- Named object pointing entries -

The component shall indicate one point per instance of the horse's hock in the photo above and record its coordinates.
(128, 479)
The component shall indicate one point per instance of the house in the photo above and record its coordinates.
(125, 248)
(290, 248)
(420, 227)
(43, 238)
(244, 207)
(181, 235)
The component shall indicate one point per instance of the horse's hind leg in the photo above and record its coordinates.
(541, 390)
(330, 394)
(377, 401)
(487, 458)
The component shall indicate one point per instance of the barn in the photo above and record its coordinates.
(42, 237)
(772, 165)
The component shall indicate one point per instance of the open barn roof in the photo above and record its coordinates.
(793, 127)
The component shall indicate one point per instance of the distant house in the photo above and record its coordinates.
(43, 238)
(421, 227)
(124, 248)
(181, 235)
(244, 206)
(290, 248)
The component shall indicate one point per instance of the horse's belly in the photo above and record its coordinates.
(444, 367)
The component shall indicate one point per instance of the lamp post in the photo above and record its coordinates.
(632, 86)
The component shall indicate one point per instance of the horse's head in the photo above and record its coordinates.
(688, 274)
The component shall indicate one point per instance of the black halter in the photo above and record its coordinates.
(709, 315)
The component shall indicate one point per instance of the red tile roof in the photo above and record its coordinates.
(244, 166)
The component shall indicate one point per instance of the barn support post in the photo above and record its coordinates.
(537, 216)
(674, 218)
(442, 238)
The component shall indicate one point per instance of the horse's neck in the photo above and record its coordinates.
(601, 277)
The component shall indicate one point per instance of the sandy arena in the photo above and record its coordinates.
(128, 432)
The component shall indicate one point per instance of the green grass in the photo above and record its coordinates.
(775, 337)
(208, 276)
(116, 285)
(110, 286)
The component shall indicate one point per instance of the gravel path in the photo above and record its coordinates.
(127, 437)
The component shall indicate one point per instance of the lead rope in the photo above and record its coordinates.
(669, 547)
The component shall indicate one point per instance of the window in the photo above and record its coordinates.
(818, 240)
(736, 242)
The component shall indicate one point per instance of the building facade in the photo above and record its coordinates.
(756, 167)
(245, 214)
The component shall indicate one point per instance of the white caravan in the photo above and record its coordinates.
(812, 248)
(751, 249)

- Goal of the exercise -
Locate "The component shall indicate one point per instance of the black" in the data above. Then repeat, exactly, its line and each line after it through the last, adding nothing.

- Output of the exercise -
The component shall indicate one point per instance of the black halter in the photo above and record its coordinates.
(709, 315)
The component shall indicate one point per instance of the red tile roof in the photo above and record its coordinates.
(244, 166)
The component shall indicate one point per instance of the barn support post in the photo above and record its coordinates.
(537, 216)
(674, 218)
(442, 238)
The component shall indicate one point per instance of the horse's neck in the photo above and record its coordinates.
(601, 277)
The component shall indicate one point per instance of the sandy arena in the photo above and record its coordinates.
(128, 432)
The component shall indicate one point per instance of the green grass in the photo above and record its coordinates.
(775, 337)
(208, 276)
(116, 285)
(110, 286)
The component shall indicate one point per instance of the gravel path in the photo above and record its coordinates.
(127, 437)
The component shall indicate one point per instance of the lead rope in the photo above and record its coordinates.
(669, 547)
The component shall indicate one point per instance of the window in the photo above and record its coordinates.
(818, 240)
(736, 242)
The component shall indicate one point per instance of the building facade in the photo above and record its coordinates.
(756, 167)
(245, 214)
The component shall indicate one point per instance of the white caravan in the photo above and record its coordinates.
(812, 248)
(751, 249)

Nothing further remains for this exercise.